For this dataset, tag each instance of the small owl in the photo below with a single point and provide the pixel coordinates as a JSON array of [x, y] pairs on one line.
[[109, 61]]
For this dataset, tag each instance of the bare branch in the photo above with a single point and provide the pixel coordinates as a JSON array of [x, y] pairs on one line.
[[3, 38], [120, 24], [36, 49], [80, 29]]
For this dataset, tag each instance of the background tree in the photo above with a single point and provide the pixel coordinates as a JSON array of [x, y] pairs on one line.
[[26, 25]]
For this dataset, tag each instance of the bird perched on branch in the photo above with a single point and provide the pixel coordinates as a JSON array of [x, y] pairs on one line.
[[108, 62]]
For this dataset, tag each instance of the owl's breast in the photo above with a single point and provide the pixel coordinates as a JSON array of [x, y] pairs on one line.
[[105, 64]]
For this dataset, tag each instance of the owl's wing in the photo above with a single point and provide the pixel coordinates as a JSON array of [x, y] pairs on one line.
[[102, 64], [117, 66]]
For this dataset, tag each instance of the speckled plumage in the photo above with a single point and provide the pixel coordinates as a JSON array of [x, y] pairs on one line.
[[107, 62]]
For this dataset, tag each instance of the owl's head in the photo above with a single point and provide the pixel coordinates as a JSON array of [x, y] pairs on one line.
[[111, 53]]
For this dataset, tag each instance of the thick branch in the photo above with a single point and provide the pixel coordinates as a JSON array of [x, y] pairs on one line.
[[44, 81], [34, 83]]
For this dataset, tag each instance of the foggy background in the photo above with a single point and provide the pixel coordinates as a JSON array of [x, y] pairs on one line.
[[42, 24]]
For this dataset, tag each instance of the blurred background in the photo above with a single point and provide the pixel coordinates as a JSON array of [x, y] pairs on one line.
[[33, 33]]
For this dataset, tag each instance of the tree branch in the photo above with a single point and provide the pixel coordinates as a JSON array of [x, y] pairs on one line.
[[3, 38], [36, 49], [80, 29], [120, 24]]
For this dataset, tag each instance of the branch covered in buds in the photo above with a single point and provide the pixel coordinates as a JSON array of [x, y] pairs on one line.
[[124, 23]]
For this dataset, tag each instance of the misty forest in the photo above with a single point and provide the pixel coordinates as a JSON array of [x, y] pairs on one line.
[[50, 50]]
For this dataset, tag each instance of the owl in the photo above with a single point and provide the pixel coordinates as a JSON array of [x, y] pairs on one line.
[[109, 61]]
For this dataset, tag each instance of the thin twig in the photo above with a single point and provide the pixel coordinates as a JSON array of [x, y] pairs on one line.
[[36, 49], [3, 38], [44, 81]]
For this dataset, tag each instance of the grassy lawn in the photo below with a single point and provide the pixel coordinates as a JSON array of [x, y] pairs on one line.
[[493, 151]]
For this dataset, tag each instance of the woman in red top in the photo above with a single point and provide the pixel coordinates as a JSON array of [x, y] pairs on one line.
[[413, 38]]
══════════
#### Required action
Every line above needs to be repeated exactly as shown.

#### Response to this task
For this dataset, tag each instance of the small owl in the photo below with a single point and provide the pixel coordinates as a JSON array of [x, y] pairs on one line.
[[109, 61]]
For this dataset, tag each instance of the bare branch in the photo above with a single point and provide the pixel coordinates as a JSON array of [x, y] pairs on one line.
[[3, 38], [120, 24], [36, 49], [80, 29]]
For this dataset, tag each instance of the background tree in the photo above with a single point and provide the pixel coordinates as a JSON array of [x, y] pairs on one line.
[[26, 25]]
For this dataset, tag each instance of the bird perched on branch in the photo above with a single point and provide the pixel coordinates as a JSON array of [x, y] pairs on one line.
[[108, 62]]
For this dataset, tag each instance of the owl's breast in the photo above with a single point and provide the pixel coordinates as a JSON array of [x, y] pairs on one line.
[[105, 64]]
For this dataset, tag each instance of the owl's wing in the photo above with a single point and provide the pixel coordinates as a JSON array of [x, y] pairs on one line.
[[102, 64], [117, 66]]
For this dataset, tag each instance of the speckled plumage in the photo above with a single point and provide the pixel coordinates as a JSON array of [x, y] pairs on one line.
[[107, 62]]
For this dataset, tag each instance of the owl's head in the photo above with a single point and provide the pixel coordinates as a JSON array of [x, y] pairs on one line.
[[111, 53]]
For this dataset, tag each instance of the thick branch in the photo above with a single point and provide the pixel coordinates as a JSON array of [x, y] pairs on one line.
[[44, 81], [34, 83]]
For this dataset, tag each instance of the foggy background in the photo above with a single point and provide the pixel coordinates as a JSON array of [x, y] pairs on one line.
[[42, 24]]
For this dataset, tag each instance of the blurred background in the photo above with a single point and provide the pixel coordinates as a JSON array of [x, y] pairs on one line.
[[33, 33]]
For this dataset, tag each instance of the tree branch in the photo above with a single point and provide the pixel coordinates as a JSON array of [x, y] pairs on one line.
[[3, 38], [36, 49], [80, 29], [120, 24]]
For this dataset, tag each instance of the branch covered in buds in the photo above with a single point and provide the pixel coordinates as a JSON array of [x, y] pairs on one line.
[[124, 23]]
For this dataset, tag each instance of the misty forest in the photo above with a single point and provide the pixel coordinates as a JSON array of [x, y] pairs on one line.
[[50, 50]]
For this dataset, tag each instance of the owl in the photo above with a single point and provide the pixel coordinates as a JSON array of [x, y] pairs on one line.
[[109, 61]]
For this dataset, tag each instance of the thin twig in the photo above with a single point and provide the pixel coordinates as a JSON array of [x, y] pairs on one line.
[[36, 49], [3, 38], [44, 81]]
For this dataset, tag each instance of the grassy lawn in the photo below with a single point and provide the pixel coordinates as a JSON array of [x, y] pairs on one line.
[[493, 151]]
For this dataset, tag each instance of the woman in red top in the photo above with a single point and provide the pixel coordinates as a JSON array of [x, y] pairs on one line.
[[413, 38]]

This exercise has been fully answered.